◆ Exercise details ◆
Put each line of the items below into a single JSON list of strings, one string per line, leaving out any blank lines.

◆ Entries provided ◆
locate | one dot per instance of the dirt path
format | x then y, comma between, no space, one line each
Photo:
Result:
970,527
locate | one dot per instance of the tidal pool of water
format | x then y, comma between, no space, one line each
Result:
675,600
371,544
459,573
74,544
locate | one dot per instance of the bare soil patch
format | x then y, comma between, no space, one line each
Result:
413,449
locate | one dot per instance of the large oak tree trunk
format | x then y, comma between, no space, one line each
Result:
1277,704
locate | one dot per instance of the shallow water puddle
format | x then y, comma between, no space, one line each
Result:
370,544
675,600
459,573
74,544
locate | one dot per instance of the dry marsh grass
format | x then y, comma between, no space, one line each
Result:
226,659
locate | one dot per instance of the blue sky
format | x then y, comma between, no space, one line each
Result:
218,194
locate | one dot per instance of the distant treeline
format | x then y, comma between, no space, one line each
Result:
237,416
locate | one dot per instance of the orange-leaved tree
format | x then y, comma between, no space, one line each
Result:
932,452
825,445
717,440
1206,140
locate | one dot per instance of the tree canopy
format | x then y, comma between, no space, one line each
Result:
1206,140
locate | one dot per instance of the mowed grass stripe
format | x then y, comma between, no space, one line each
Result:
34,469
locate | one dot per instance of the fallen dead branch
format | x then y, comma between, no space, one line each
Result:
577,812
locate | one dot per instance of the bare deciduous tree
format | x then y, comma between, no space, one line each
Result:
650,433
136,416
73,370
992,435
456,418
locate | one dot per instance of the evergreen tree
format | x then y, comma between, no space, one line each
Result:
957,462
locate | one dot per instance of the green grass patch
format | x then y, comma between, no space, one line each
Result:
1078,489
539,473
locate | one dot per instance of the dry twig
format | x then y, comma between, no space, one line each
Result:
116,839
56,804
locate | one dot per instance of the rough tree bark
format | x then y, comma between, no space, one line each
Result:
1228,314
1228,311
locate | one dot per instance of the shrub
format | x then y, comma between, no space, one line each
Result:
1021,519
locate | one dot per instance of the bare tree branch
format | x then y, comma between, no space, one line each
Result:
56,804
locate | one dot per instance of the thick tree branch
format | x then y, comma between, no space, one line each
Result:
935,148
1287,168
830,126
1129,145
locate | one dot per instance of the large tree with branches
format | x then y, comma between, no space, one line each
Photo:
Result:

◆ Worked solution ◆
[
  "locate | one dot per instance of the dirt path",
  "format | x then y, comma between, no space, one line each",
  "Photo:",
  "Result:",
  "970,527",
  "locate | one dot per instance of the tidal pool of water",
  "format | x then y, comma between, no space, one line each",
  "Result:",
  "675,600",
  "371,544",
  "459,573",
  "74,544",
  "locate | one dot per instance of the bare soil patch",
  "format | x then y, comma between, no space, one line each",
  "Result:",
  "413,449",
  "locate | one dot per instance of the large oak tree trunk",
  "format | x then y, comma between, no space, one line each",
  "Result:",
  "1277,704",
  "locate | one dot per instance of the shallow water puddle",
  "format | x then y, comma between, no space, one line each",
  "Result:",
  "370,544",
  "675,600",
  "459,573",
  "74,544",
  "locate | one dot per instance of the dry marsh grass",
  "format | x then y, comma between, no space, one line each",
  "Result:",
  "226,659",
  "locate | one dot per instance of the blue sky",
  "format | x then y, comma between, no space, one line each",
  "Result:",
  "218,194",
  "locate | one dot per instance of the distant treeline",
  "format | x then y, comma between, no space, one line each",
  "Result:",
  "237,416",
  "locate | one dot per instance of the orange-leaved tree",
  "format | x then y, comma between, no space, one line each",
  "Result:",
  "932,452",
  "825,445",
  "717,440",
  "1206,140",
  "locate | one dot per instance of the tree canopy",
  "format | x then y, comma between, no space, one line each",
  "Result:",
  "1206,140",
  "locate | one dot per instance of the mowed grass stripe",
  "format | x then y, comma between, no space, one line each",
  "Result:",
  "34,469",
  "locate | one dot per instance of the fallen dead branch",
  "format | x then y, comma between, no space, one line each",
  "Result:",
  "577,812",
  "locate | one dot per instance of the bare deciduous tree",
  "format | x then y, comma between, no space, one line each",
  "Result:",
  "650,433",
  "136,416",
  "73,370",
  "992,435",
  "456,418",
  "locate | one dot per instance of the evergreen tree",
  "format | x then y, comma between, no space, one line each",
  "Result:",
  "957,462",
  "locate | one dot per instance of the green grass patch",
  "format | x then y, comma between, no space, one line each",
  "Result:",
  "1078,489",
  "539,473",
  "locate | one dot per instance of the dry twig",
  "format | x then y, comma between, no space, one line each",
  "Result:",
  "116,839",
  "56,804",
  "locate | one dot per instance of the rough tree bark",
  "format | x then y, comma between, no space, one line each",
  "Result:",
  "1228,314",
  "1228,311",
  "locate | one dot per instance of the shrub",
  "format | x then y, comma between, no space, one line each",
  "Result:",
  "1021,519",
  "locate | one dot per instance of the bare tree branch",
  "format | x then y, comma between, no space, one line each",
  "Result:",
  "56,804",
  "locate | one dot per instance of the thick tree branch",
  "format | x then y, comma between, no space, one line each",
  "Result:",
  "935,148",
  "1287,168",
  "830,126",
  "1129,145",
  "locate | one dot per instance of the large tree with branches",
  "format | x then y, comma between, no space, one line each",
  "Photo:",
  "Result:"
]